- The data -
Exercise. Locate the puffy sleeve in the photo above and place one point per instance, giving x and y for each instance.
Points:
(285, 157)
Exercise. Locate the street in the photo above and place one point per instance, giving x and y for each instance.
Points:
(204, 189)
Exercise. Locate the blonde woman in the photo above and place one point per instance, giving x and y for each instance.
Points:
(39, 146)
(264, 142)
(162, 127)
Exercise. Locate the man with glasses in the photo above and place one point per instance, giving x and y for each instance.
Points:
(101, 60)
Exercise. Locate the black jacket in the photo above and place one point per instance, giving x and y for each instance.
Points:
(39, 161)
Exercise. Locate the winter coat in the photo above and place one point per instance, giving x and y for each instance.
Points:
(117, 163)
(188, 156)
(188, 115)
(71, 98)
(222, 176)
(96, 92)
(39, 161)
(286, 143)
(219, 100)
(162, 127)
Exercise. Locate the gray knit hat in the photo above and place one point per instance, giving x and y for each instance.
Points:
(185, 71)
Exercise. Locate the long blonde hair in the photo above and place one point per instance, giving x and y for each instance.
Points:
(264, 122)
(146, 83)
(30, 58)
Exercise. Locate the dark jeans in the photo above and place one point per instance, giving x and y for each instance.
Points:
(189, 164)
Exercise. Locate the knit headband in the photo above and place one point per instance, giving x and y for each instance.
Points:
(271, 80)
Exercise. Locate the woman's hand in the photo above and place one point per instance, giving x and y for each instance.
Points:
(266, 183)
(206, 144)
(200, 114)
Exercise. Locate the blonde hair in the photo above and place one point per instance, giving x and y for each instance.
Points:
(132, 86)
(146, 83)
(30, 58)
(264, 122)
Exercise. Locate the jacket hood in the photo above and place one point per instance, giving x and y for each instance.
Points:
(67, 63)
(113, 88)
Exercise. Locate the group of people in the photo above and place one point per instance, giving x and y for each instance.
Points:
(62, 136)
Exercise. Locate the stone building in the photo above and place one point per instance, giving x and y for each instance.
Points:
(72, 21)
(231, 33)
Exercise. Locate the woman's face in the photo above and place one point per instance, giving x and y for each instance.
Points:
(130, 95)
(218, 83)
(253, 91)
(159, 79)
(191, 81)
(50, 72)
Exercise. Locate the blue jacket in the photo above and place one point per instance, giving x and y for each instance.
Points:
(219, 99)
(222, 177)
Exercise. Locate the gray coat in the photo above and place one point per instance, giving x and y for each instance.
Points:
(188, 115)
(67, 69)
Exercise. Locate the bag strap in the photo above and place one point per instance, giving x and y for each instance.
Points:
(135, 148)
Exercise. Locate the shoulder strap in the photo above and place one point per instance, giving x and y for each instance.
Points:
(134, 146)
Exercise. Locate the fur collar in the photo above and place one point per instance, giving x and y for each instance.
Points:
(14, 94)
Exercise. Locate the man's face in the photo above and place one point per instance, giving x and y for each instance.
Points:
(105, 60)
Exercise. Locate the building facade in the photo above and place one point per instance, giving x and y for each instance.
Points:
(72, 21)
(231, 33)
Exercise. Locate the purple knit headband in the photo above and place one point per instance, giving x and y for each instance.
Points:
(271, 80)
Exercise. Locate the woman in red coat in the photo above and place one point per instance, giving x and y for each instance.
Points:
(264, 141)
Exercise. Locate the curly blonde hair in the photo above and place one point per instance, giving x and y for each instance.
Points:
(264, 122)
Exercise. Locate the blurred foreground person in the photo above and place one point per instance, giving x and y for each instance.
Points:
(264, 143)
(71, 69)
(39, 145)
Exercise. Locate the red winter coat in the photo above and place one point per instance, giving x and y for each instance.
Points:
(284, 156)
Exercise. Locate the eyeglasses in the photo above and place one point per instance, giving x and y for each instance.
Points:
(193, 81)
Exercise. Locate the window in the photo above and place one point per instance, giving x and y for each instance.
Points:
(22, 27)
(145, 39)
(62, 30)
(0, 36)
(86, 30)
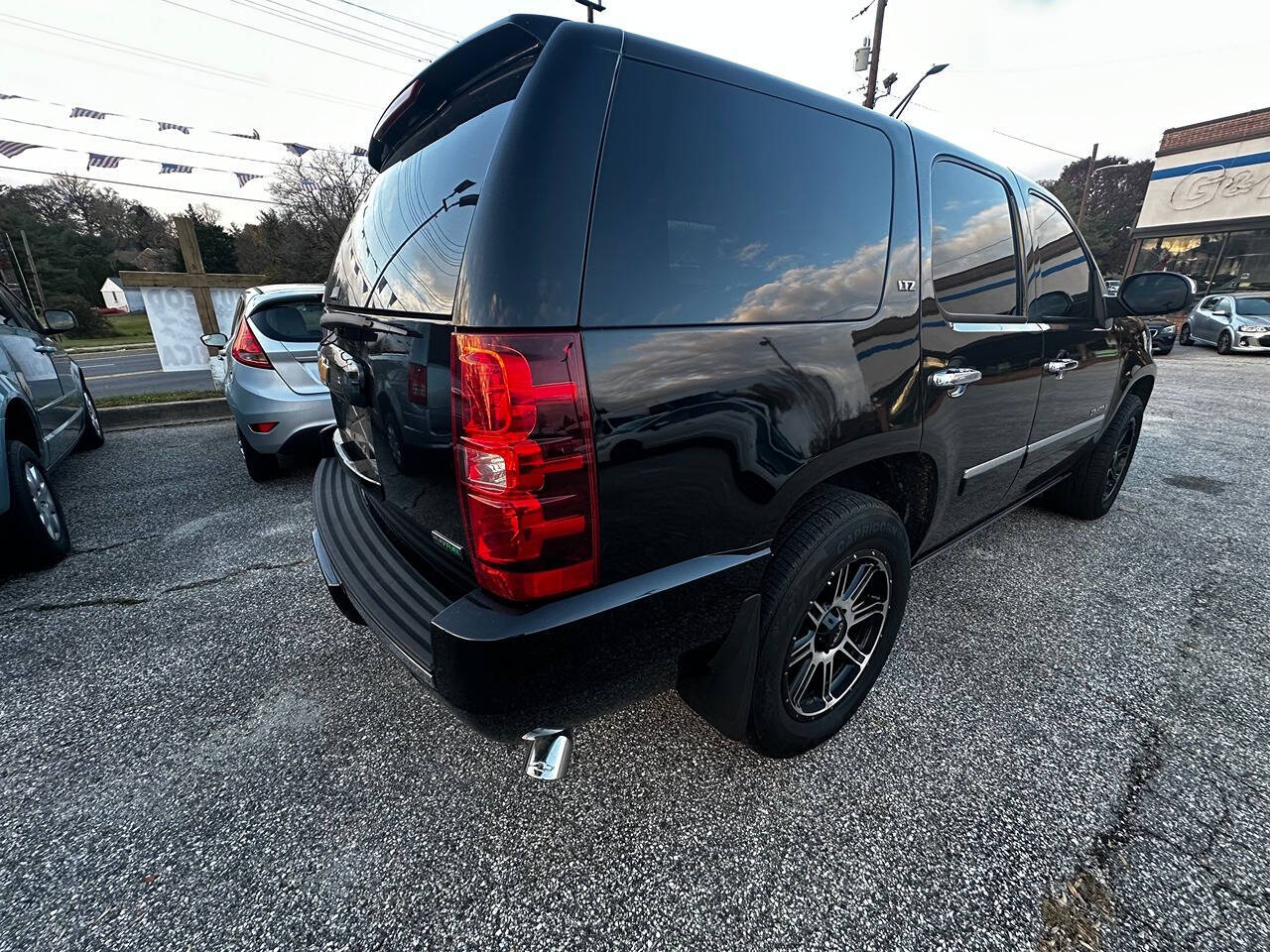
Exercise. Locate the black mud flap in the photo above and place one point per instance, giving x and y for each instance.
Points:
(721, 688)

- Try it -
Set down every line of the entries above again, exactly as written, but not the pictures.

- Your solution -
Exercise. Locate the puffy sleeve in the photo above and place one point per instance, giving x and y for each instance.
Points:
(285, 157)
Exercise. Locate the street in the photo above and place one point per instance, giving x and y for each instance.
Points:
(204, 189)
Exercise. Locate the blonde woman in the photo above and place one point per instance, giving x and y for each instance.
Points:
(39, 146)
(264, 142)
(162, 127)
Exercise. Locate the man with glasses in the photo above and place one point per instance, giving x and y for each instance.
Points:
(101, 60)
Exercise. Locate the black jacket in the photo above and place one point per instance, giving x and y for each instance.
Points:
(39, 161)
Exercise. Locate the winter coat in the photo above and place one point per instance, giving x and y for each instance.
Points:
(117, 163)
(188, 156)
(188, 115)
(71, 98)
(222, 176)
(96, 92)
(39, 161)
(286, 143)
(219, 100)
(162, 127)
Exercise. Locate the gray knit hat in the photo above and place one point per instance, giving x and y for each instance.
Points:
(185, 71)
Exercise. Locate the long blonde hair in the photo above and place one point per instance, giving x and y for each instance.
Points:
(264, 122)
(146, 83)
(30, 58)
Exercise. Locate the dark jeans in the photo above and place one point per instance, giving x and y for each instance.
Points:
(189, 164)
Exercise. Locate the knit headband in the photo above and place one point per instance, giving x and y for each instance.
Points:
(271, 80)
Exercise. Locate the woman's hand in the photo above and place one point per instance, giving x and y for each instance.
Points:
(266, 183)
(206, 144)
(200, 114)
Exercise. Locate the blonde hair in the photo above and place one point per instance, giving x and y for each instance.
Points:
(132, 86)
(146, 83)
(30, 58)
(264, 122)
Exercise. Locate the jacket hood in the photo above and place one point per instance, giving x and y for each instance.
Points:
(67, 63)
(113, 88)
Exercise. Locate the group of people in the photo above and place one point per instance, giving x and y for each instance.
Points:
(62, 136)
Exercise. Locate the stone building in the photo above and place one point per instance, giving x and y for each instance.
Points:
(72, 21)
(231, 33)
Exercise. Locate the woman's face in the photo above and place one point per instance, giving x and y for each instance.
Points:
(130, 95)
(218, 83)
(253, 91)
(159, 79)
(191, 81)
(50, 72)
Exercise. Locate the blue jacket in the photo above and place one point per instance, giving x and y for each instance.
Points:
(219, 99)
(222, 177)
Exercise. Locate the gray coat in the photo above and place one point per instance, giving x and y for each instance.
Points:
(188, 115)
(67, 69)
Exercise. Locate the bag strap in the photo above and place one point per instance, giving x and y for each instance.
Points:
(135, 148)
Exercise. Locate the shoulder strap in the photo above and place one point per instance, giving x and y for each instance.
Points:
(134, 146)
Exercise. Locate the fur collar in the photo above and place one point per instance, giving x and y for each instance.
Points:
(14, 94)
Exercise. Locate the man's face in the photo above and place one point per instance, giving x and y for each instance.
Points:
(105, 60)
Exercise. Locate the building facade in the photo above and place one point per instance, giving x and y for each instance.
Points:
(72, 21)
(231, 33)
Exercise. Locate the purple knit headband in the photo above and place one point per instance, giving x and y for each instance.
Points:
(271, 80)
Exercise. Locate the woman in red coat in the photo above and place one point per instance, giving x and y for each instance.
Points:
(264, 141)
Exercise. Locate the curly blonde hair in the photo above and place one point per instance, giving x and y for each instance.
Points:
(264, 122)
Exercise. Locate the blurred foreground person in the photo above and place one point per instance, giving x and y for each instance.
Points:
(264, 143)
(71, 69)
(39, 145)
Exercise. Locate the red winter coat in the photo above and place one point per instance, giving x and y for each instance.
Points:
(284, 156)
Exercise. Locate the eyeglasses in the photo above and place one point per instance, giving x and y for each instance.
Points:
(193, 81)
Exercise. Locate the window in the photo above and place one point per instance, giving x and y for each instance.
Points:
(22, 27)
(145, 39)
(62, 30)
(0, 36)
(86, 30)
Exercise. Locate the black mud flap in the photo above and place one point per instance, giving x and y for each instance.
Points:
(721, 688)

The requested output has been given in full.